[start]

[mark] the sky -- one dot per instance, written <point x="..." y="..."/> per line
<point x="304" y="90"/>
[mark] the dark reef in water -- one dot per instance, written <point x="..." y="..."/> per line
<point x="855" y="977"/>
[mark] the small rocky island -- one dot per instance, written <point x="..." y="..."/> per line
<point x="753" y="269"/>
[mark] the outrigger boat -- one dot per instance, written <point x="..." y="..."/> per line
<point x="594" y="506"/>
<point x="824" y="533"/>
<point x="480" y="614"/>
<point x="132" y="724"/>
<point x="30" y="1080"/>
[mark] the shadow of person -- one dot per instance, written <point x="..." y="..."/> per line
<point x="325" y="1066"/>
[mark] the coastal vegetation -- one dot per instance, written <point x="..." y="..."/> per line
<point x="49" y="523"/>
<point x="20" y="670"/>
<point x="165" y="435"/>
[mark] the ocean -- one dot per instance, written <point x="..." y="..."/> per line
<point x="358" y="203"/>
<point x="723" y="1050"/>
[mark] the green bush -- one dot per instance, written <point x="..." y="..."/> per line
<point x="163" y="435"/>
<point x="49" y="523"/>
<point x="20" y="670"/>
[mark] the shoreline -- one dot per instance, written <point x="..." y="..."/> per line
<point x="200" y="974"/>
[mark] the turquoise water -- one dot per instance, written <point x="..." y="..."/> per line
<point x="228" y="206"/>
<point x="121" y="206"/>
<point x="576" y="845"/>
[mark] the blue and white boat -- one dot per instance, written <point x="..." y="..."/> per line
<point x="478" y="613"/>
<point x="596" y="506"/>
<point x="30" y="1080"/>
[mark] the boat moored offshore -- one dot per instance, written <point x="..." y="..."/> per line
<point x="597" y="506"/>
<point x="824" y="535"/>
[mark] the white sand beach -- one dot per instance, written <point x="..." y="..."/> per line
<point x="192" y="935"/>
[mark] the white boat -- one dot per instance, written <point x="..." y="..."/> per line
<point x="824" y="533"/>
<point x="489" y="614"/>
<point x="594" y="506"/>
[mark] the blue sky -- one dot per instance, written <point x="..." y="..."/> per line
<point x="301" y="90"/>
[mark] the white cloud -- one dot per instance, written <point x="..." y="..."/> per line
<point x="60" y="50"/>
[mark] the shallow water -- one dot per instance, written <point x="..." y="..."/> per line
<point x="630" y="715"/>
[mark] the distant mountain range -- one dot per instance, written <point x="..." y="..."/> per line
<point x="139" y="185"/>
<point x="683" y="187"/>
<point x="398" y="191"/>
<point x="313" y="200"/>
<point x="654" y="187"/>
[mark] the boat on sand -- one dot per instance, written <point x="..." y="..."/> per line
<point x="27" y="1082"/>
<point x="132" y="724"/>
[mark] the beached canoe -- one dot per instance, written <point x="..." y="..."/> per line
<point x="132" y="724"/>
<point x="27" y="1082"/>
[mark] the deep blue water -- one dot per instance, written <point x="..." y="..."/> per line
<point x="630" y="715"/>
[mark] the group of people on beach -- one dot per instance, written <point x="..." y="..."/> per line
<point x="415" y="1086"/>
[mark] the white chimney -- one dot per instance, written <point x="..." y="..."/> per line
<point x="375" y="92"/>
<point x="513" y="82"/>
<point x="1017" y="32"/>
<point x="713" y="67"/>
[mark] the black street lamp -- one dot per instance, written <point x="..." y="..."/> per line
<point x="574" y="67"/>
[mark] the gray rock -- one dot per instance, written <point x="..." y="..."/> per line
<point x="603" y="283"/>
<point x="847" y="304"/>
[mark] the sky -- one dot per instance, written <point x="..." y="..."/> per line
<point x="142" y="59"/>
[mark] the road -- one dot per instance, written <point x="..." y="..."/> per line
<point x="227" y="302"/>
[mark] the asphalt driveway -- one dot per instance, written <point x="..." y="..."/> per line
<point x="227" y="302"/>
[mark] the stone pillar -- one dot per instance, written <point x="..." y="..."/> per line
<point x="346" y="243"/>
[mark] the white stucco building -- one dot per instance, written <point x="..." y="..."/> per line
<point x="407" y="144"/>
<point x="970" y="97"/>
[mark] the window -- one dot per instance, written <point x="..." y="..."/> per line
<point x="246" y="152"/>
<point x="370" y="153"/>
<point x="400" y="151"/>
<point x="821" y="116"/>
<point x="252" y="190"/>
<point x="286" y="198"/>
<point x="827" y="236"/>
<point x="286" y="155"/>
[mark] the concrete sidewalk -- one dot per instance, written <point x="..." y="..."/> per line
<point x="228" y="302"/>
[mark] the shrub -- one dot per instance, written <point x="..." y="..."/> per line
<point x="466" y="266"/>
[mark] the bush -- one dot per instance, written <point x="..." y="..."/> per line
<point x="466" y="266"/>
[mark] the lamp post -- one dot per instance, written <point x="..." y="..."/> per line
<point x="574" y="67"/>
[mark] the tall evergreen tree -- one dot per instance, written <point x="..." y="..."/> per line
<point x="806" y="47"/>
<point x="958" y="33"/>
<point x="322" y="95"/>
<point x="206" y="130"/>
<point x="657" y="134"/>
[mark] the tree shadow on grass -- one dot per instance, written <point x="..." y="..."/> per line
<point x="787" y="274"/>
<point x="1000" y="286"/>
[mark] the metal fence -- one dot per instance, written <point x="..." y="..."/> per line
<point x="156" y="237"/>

[end]

### Task prompt
Repeat every one of the rows above word for word, without changing anything.

### Answer to this problem
[mark] the sky -- one dot per instance, written <point x="..." y="..."/> per line
<point x="304" y="90"/>
[mark] the dark reef in water -- one dot per instance, written <point x="..." y="..."/> per line
<point x="855" y="977"/>
[mark] the small rocky island -- one dot per instance, written <point x="..." y="..."/> per line
<point x="753" y="269"/>
[mark] the outrigger boat -- one dot per instance, written <point x="..." y="..."/> per line
<point x="594" y="506"/>
<point x="824" y="533"/>
<point x="480" y="614"/>
<point x="132" y="724"/>
<point x="30" y="1080"/>
[mark] the shadow of person -- one dot per instance, written <point x="..." y="..."/> per line
<point x="325" y="1066"/>
[mark] the coastal vegetation -- one dot per instance, written <point x="..." y="..."/> per line
<point x="49" y="523"/>
<point x="20" y="670"/>
<point x="165" y="435"/>
[mark] the ocean -- one dot per instance, written <point x="..." y="..."/> per line
<point x="358" y="203"/>
<point x="723" y="1050"/>
[mark] the green bush -- one dot per instance, written <point x="..." y="..."/> per line
<point x="163" y="435"/>
<point x="49" y="523"/>
<point x="20" y="670"/>
[mark] the shoreline -- one dot per instance, written <point x="..." y="..."/> per line
<point x="200" y="974"/>
[mark] the turquoise water -- one dot per instance, written <point x="..." y="..."/> per line
<point x="228" y="206"/>
<point x="121" y="206"/>
<point x="576" y="845"/>
[mark] the blue and white boat -- one dot per instance, written <point x="..." y="..."/> per line
<point x="478" y="613"/>
<point x="596" y="506"/>
<point x="30" y="1080"/>
[mark] the boat moored offshore -- one dot per instance, written <point x="..." y="..."/> per line
<point x="597" y="506"/>
<point x="824" y="535"/>
[mark] the white sand beach -- one dot per instance, written <point x="..." y="..."/> per line
<point x="192" y="935"/>
[mark] the white boat -- one dot per instance, written <point x="..." y="..."/> per line
<point x="824" y="533"/>
<point x="489" y="614"/>
<point x="594" y="506"/>
[mark] the blue sky -- one dot per instance, written <point x="..." y="..."/> per line
<point x="301" y="90"/>
[mark] the white cloud -- one dot per instance, written <point x="..." y="..."/> per line
<point x="60" y="50"/>
[mark] the shallow water -- one dot per instance, written <point x="..." y="..."/> per line
<point x="630" y="715"/>
[mark] the distant mountain range -- one dot per instance, written <point x="..." y="..."/> per line
<point x="139" y="185"/>
<point x="683" y="187"/>
<point x="398" y="191"/>
<point x="313" y="200"/>
<point x="654" y="187"/>
[mark] the boat on sand -- one dot per instance, written <point x="..." y="..."/> per line
<point x="27" y="1082"/>
<point x="132" y="724"/>
[mark] the beached canoe -- one dot per instance, written <point x="..." y="..."/> per line
<point x="132" y="724"/>
<point x="27" y="1082"/>
[mark] the deep blue water -- one dot per instance, written <point x="..." y="..."/> per line
<point x="630" y="715"/>
[mark] the group of people on beach -- one dot per instance, written <point x="..." y="..."/> per line
<point x="415" y="1086"/>
[mark] the white chimney -- one dot per instance, written <point x="..." y="..."/> per line
<point x="375" y="92"/>
<point x="513" y="82"/>
<point x="1017" y="32"/>
<point x="713" y="67"/>
[mark] the black street lamp -- one dot per instance, written <point x="..." y="..."/> per line
<point x="574" y="67"/>
[mark] the gray rock -- one dot per instance, written <point x="..." y="..."/> per line
<point x="603" y="283"/>
<point x="847" y="304"/>
[mark] the sky -- one dot per instance, written <point x="..." y="..."/> per line
<point x="142" y="59"/>
[mark] the road -- one dot per instance, written <point x="..." y="..."/> per line
<point x="227" y="302"/>
[mark] the asphalt driveway -- one dot per instance, written <point x="..." y="..."/> per line
<point x="227" y="302"/>
[mark] the stone pillar -- one dot per instance, written <point x="..." y="..."/> per line
<point x="346" y="243"/>
[mark] the white stucco building -- one dot per instance, written <point x="..." y="..."/> per line
<point x="407" y="144"/>
<point x="970" y="97"/>
[mark] the window -- one dot per instance, written <point x="..." y="..."/> per line
<point x="246" y="152"/>
<point x="370" y="153"/>
<point x="400" y="151"/>
<point x="821" y="116"/>
<point x="252" y="190"/>
<point x="286" y="198"/>
<point x="827" y="236"/>
<point x="286" y="155"/>
[mark] the concrete sidewalk -- one dot per instance, written <point x="..." y="..."/> per line
<point x="228" y="302"/>
[mark] the shrub -- one dot per instance, written <point x="..." y="..."/> per line
<point x="466" y="266"/>
[mark] the bush -- one dot per instance, written <point x="..." y="..."/> per line
<point x="466" y="266"/>
[mark] the lamp post -- one dot per instance, written <point x="..." y="..."/> per line
<point x="574" y="67"/>
[mark] the tall evergreen tree -- one dot per instance, written <point x="..." y="..."/> per line
<point x="806" y="47"/>
<point x="958" y="33"/>
<point x="322" y="95"/>
<point x="206" y="130"/>
<point x="657" y="134"/>
[mark] the tree shadow on grass -- one dot per instance, written <point x="..." y="..."/> per line
<point x="787" y="274"/>
<point x="1000" y="286"/>
[mark] the metal fence -- one dot per instance, written <point x="..." y="..."/> per line
<point x="156" y="237"/>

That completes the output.